### Selected text:
-------------------------

The clinical history of the more invasive direct method of hypoglossal nerve stimulation (HNS) therapy dates back to the four-centre trial evaluating unilateral HNS in eight patients with OSA [2]. This study converges with the first ever surgical procedure for implantable HNS therapy in a human OSA patient at the Antwerp University Hospital in Edegem, Belgium, in June 1996. The hypoglossal nerve stimulation system evaluated in this study (Inspire I stimulating system, Medtronic Inc., Minneapolis, MN, USA; Fig. 4.2) was designed to synchronize the delivery of the CN XII stimulation with the patient’s inspiration using an implantable intrathoracic pressure sensor, a programmable pulse-generating system, and a stimulating half-cuff silicone-insulated, guarded, bipolar platinum electrode placed around the main trunk of the nerve at the left side. Using an external programming unit the stimulation parameters and inspiratory sensing algorithms could be adjusted. Impulses were delivered to the hypoglossal nerve via a lead. A self-controlled programming unit was provided for patients to initiate and terminate electrical stimulation. The findings of this particular study could confirm the safety, feasibility and therapeutic potential of implanted HNS with a significant reduction of AHI [2].
The learnings from that early experience in eight OSA patients included that implanted HNS synchronized with ventilatory effort during sleep may indeed provide a potential treatment for OSA and that improvements in OSA were related to CN XII dependent muscle recruitment and not to arousal. During the study, however, there were some technical issues related with stimulation hardware and software [2, 18].

-------------------------

### Data block:

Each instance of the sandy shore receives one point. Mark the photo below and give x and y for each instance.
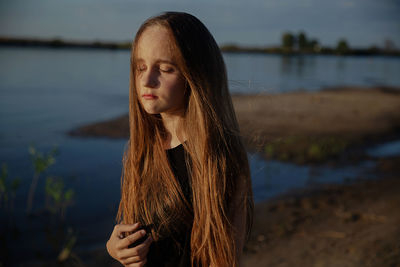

-------------------------

### What to work on:
(a) Please answer these questions from the excerpt on hypoglossal nerve stimulation:
(i) Where and when was the first surgical procedure for implantable HNS therapy in a human OSA patient performed?
(ii) What could be adjusted with the external programming unit?
(iii) To what were the improvements in OSA related, rather than to arousal?
(b) From the excerpt on hypoglossal nerve stimulation, list each component the Inspire I system used to synchronize CN XII stimulation with the patient's inspiration.

### Answers for each item:
(a)
(i) At the Antwerp University Hospital in Edegem, Belgium, in June 1996.
(ii) The stimulation parameters and inspiratory sensing algorithms.
(iii) To CN XII dependent muscle recruitment.

(b)
- An implantable intrathoracic pressure sensor
- A programmable pulse-generating system
- A stimulating half-cuff silicone-insulated, guarded, bipolar platinum electrode placed around the main trunk of the nerve at the left side